Anweisung -
Gib die Daten wortgetreu wieder, beginnend mit der Zeile mit „Mark the upholstered“ und weiter bis zum Ende der Daten, diese Zeile eingeschlossen.

Auszug aus dem Datensatz -
========

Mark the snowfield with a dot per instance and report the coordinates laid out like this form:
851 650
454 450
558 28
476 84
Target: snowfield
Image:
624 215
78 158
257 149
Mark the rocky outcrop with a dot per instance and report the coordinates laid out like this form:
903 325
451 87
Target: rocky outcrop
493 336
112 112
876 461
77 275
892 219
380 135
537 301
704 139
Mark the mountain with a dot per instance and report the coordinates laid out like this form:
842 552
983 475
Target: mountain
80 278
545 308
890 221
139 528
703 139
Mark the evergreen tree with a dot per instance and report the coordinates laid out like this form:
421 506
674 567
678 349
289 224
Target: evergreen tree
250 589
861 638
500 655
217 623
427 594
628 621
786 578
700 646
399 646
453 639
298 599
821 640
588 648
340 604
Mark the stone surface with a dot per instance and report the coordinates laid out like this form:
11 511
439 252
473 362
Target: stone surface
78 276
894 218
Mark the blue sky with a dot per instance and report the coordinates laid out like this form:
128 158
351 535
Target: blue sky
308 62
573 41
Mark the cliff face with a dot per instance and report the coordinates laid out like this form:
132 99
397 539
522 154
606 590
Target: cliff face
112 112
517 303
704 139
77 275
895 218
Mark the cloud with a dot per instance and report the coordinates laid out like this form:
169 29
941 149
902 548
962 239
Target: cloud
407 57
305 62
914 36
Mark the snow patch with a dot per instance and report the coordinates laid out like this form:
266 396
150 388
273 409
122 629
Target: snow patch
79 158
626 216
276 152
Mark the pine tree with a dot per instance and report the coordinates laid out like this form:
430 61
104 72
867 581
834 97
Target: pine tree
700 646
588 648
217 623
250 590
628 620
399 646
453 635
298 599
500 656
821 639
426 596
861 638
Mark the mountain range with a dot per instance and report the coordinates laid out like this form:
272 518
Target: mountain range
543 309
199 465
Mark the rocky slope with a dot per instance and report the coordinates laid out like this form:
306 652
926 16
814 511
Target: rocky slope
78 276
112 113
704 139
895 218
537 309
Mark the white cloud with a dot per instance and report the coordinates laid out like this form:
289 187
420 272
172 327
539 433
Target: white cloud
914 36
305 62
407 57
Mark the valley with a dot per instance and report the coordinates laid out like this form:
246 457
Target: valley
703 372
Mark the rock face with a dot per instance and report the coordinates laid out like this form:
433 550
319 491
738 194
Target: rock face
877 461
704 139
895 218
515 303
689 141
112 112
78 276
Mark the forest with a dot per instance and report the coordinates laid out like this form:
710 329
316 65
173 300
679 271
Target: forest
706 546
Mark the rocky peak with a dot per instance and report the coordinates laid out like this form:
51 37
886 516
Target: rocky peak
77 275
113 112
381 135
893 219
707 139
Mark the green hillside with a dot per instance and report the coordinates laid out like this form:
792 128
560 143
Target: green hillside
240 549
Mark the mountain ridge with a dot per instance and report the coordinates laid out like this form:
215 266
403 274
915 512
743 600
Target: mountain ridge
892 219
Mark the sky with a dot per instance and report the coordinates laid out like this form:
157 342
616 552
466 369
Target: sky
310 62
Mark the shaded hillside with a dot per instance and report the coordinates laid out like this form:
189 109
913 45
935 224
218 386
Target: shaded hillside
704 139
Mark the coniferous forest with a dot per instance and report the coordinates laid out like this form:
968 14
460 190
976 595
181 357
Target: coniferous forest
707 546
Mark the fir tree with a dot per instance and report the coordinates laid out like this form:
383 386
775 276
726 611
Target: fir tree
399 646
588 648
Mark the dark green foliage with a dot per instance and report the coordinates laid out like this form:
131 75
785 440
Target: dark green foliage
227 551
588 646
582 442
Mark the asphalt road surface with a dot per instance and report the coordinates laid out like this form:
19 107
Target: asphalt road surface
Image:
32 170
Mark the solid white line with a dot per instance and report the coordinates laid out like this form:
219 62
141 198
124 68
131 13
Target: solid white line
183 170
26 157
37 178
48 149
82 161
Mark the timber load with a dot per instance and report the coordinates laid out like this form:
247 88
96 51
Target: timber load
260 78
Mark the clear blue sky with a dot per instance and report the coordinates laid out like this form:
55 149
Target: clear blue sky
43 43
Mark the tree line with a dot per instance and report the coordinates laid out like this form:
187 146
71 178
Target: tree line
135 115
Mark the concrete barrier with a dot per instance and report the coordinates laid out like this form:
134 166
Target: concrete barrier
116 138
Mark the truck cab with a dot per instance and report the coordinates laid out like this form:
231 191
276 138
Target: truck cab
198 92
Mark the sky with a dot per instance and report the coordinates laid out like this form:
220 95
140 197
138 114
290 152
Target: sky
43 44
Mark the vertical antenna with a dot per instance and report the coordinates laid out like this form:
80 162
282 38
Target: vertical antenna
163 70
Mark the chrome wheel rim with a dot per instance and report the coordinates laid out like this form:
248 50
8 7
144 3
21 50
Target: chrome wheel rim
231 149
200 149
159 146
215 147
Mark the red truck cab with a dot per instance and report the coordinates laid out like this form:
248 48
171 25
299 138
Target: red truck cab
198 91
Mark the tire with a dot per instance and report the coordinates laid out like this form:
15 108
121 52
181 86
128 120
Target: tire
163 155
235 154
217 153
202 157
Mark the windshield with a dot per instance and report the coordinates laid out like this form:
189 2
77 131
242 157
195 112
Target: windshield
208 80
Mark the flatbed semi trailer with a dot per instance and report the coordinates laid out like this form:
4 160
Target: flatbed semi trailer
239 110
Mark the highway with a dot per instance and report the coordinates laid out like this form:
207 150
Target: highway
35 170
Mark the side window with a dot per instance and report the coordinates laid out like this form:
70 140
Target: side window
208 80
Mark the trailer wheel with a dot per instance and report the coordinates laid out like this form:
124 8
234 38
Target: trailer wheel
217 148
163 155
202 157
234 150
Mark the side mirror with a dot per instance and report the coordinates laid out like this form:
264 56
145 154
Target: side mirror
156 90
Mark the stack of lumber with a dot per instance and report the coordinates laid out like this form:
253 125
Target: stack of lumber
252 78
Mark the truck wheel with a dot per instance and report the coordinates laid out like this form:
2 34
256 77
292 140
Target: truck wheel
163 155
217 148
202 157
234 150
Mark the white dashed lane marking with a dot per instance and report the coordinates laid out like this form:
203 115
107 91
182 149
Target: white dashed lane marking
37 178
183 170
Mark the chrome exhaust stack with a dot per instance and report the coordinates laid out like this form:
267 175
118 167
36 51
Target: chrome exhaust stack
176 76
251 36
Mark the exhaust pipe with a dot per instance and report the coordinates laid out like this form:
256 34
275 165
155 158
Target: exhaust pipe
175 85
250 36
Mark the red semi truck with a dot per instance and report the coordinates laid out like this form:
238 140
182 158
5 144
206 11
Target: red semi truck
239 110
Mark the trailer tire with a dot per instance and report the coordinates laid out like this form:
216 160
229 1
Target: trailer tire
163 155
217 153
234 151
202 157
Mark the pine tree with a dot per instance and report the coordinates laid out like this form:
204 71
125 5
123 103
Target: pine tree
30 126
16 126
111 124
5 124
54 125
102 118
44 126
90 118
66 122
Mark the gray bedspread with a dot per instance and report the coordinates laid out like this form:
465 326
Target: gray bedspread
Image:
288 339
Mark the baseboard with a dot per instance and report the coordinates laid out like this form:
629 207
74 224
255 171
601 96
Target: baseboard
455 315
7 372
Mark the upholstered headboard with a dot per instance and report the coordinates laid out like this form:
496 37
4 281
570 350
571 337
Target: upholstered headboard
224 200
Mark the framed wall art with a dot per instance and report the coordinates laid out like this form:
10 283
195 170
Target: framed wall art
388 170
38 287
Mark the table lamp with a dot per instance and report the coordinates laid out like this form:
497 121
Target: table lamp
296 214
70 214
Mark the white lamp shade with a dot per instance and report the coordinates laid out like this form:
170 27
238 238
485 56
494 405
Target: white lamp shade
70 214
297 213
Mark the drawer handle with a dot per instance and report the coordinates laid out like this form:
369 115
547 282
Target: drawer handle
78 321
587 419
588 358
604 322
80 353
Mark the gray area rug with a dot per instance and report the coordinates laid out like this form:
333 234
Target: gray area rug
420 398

========

Schriftliche Lösung -
Mark the upholstered headboard with a dot per instance and report the coordinates laid out like this form:
496 37
4 281
570 350
571 337
Target: upholstered headboard
224 200
Mark the framed wall art with a dot per instance and report the coordinates laid out like this form:
10 283
195 170
Target: framed wall art
388 170
38 287
Mark the table lamp with a dot per instance and report the coordinates laid out like this form:
497 121
Target: table lamp
296 214
70 214
Mark the white lamp shade with a dot per instance and report the coordinates laid out like this form:
170 27
238 238
485 56
494 405
Target: white lamp shade
70 214
297 213
Mark the drawer handle with a dot per instance and report the coordinates laid out like this form:
369 115
547 282
Target: drawer handle
78 321
587 419
588 358
604 322
80 353
Mark the gray area rug with a dot per instance and report the coordinates laid out like this form:
333 234
Target: gray area rug
420 398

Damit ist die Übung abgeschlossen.